Actions to take
1. Repeat everything from "These scenarios serve" down to "for the region." in the reservoir passage word for word.
2. In the reservoir passage, how much water would the KRS be left with if it released 10,000 cusecs per day until 10 December?

Excerpted text

────────────────────

Scenario II: Even at FRL level, the Supreme Court order to Karnataka to release 10,000 cusecs of water to Tamil Nadu till December 10 adds up to a total of 4.8 TMC. A further 12.8 TMC is reserved for agriculture to irrigate 11 lakh hectares to complete the kharif cultivation and 8 TMC for drinking water for cities like Bangalore, Mysore and Mandya till the onset of monsoons 2023. The inflow into the reservoir hovers around 3,000 cusecs per day while the outflow was pegged at 5,140 cusecs per day into the channels and the river course, which means the reservoir was already losing 2,140 cusecs every day from the reserve. If the KRS was to release 10,000 cusecs per day till 10 December, the reservoir will be left with just 16 TMC of water out of which 4 TMC is dead storage and no water can be drawn from the reservoir once storage level reaches dead reservoir levels (DRL).
These scenarios serve as ready reckoners for experts in Mandya, Mysuru and Bengaluru districts who point out that good monsoons are not an indicator of abundant water supply throughout the year for the region.

────────────────────

Supplied entries
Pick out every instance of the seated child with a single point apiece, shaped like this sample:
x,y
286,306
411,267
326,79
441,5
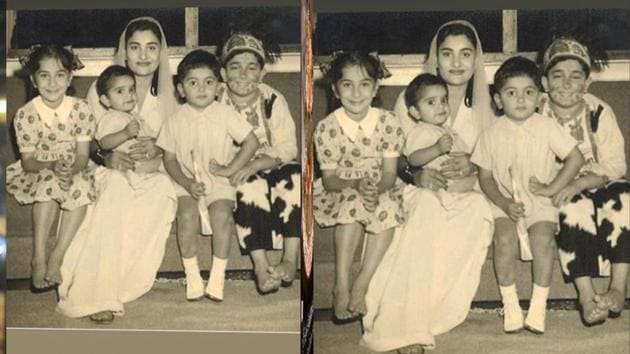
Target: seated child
x,y
120,127
431,140
200,133
519,150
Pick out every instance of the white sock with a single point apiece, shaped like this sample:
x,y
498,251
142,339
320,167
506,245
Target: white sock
x,y
509,296
194,282
537,308
217,278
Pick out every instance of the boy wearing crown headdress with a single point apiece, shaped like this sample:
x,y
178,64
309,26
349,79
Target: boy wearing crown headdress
x,y
594,229
268,196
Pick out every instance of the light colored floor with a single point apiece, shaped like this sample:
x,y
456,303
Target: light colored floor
x,y
482,333
165,308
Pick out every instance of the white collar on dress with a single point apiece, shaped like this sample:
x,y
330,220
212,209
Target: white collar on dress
x,y
351,127
48,114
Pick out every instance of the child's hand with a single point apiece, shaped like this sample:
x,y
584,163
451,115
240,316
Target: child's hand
x,y
132,129
196,190
444,143
217,169
514,210
538,188
565,195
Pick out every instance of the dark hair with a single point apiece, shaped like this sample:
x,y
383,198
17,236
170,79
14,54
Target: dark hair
x,y
370,64
198,59
53,51
414,91
457,29
105,80
236,52
516,67
146,25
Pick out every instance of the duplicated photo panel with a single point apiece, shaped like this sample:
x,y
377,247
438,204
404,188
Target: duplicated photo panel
x,y
153,174
461,161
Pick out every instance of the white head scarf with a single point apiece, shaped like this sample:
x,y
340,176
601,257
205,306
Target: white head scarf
x,y
482,110
165,89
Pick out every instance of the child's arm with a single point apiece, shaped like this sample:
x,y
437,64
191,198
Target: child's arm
x,y
422,157
489,187
32,165
82,157
246,152
569,170
174,169
111,141
582,183
389,174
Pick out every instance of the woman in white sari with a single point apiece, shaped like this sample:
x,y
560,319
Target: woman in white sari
x,y
118,249
430,273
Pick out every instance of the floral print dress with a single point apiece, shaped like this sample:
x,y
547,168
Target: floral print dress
x,y
354,158
50,140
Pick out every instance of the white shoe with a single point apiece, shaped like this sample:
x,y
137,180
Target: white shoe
x,y
194,287
512,318
214,290
535,321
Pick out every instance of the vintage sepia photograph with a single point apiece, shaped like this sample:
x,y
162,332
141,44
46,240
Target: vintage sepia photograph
x,y
471,187
153,174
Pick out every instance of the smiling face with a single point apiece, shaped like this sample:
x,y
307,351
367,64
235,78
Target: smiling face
x,y
356,90
432,107
143,52
199,88
243,73
456,59
518,98
121,95
566,82
51,81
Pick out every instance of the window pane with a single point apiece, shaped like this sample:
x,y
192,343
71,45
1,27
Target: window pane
x,y
90,28
610,26
275,25
399,32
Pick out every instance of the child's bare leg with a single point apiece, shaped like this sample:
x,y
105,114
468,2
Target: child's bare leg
x,y
222,223
541,237
287,267
264,277
614,298
376,247
188,228
591,312
346,237
44,215
70,222
505,253
505,250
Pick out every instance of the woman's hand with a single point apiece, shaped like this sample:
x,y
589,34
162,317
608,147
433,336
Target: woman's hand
x,y
144,149
457,166
242,175
217,169
514,210
538,188
430,178
196,190
566,194
368,190
63,170
119,161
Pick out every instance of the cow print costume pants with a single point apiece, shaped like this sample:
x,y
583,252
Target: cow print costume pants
x,y
595,231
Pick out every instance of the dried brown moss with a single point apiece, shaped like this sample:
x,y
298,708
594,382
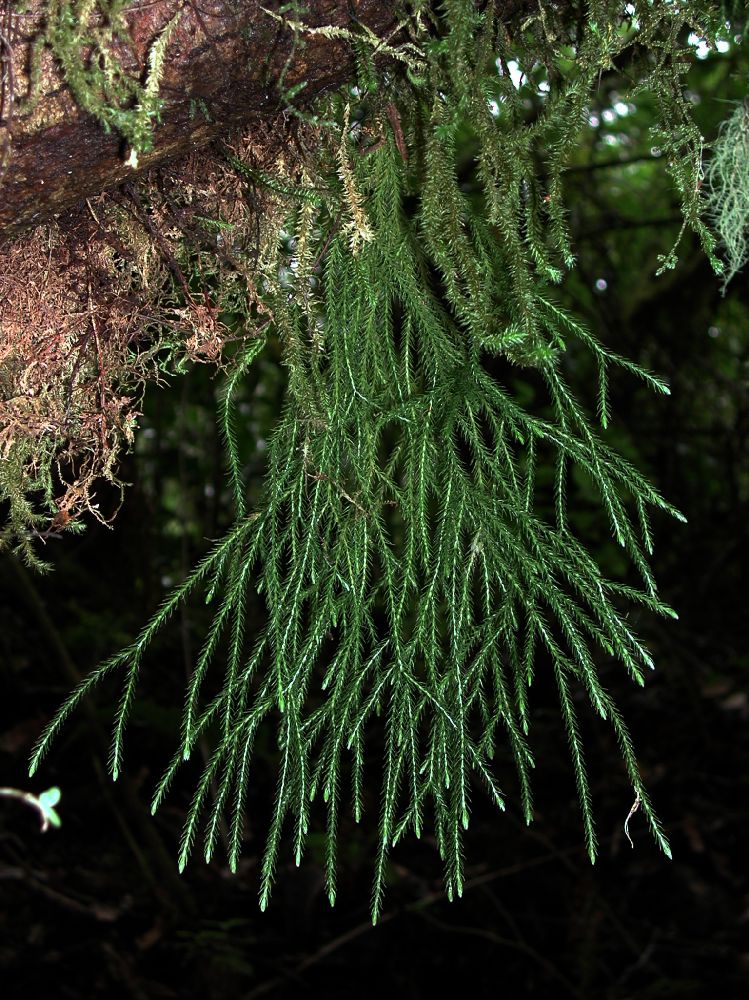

────────────────────

Answers to the problems
1.
These scenarios serve as ready reckoners for experts in Mandya, Mysuru and Bengaluru districts who point out that good monsoons are not an indicator of abundant water supply throughout the year for the region.

2. 16 TMC